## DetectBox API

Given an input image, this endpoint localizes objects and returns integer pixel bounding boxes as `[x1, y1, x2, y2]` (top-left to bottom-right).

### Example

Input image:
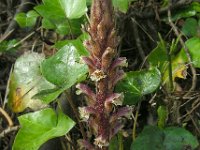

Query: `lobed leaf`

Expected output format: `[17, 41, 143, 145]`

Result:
[116, 68, 161, 105]
[12, 108, 75, 150]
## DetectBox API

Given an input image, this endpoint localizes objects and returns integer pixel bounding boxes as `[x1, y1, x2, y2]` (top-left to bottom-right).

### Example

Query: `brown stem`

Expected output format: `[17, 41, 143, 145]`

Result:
[66, 92, 87, 139]
[0, 107, 13, 127]
[168, 4, 197, 94]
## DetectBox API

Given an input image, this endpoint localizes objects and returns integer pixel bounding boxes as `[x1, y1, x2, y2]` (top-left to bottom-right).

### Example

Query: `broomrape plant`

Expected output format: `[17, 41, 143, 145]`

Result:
[76, 0, 132, 149]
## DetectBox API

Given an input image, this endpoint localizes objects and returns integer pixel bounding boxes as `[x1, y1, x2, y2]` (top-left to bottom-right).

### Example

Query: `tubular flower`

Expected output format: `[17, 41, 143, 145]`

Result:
[77, 0, 132, 150]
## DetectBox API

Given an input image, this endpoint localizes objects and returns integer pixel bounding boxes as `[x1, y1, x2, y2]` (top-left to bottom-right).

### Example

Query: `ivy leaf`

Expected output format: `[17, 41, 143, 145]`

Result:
[116, 68, 161, 105]
[41, 43, 88, 89]
[34, 0, 87, 20]
[131, 126, 165, 150]
[12, 108, 75, 150]
[182, 18, 198, 36]
[131, 126, 199, 150]
[15, 10, 39, 28]
[54, 34, 89, 56]
[0, 39, 18, 52]
[162, 2, 200, 21]
[34, 0, 87, 35]
[163, 127, 199, 150]
[184, 37, 200, 68]
[8, 52, 56, 112]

____

■ **Work to complete**: How many lines in the entries above contain the string "Query", with case counting? Reply with the number alone.

■ **Exercise solution**: 5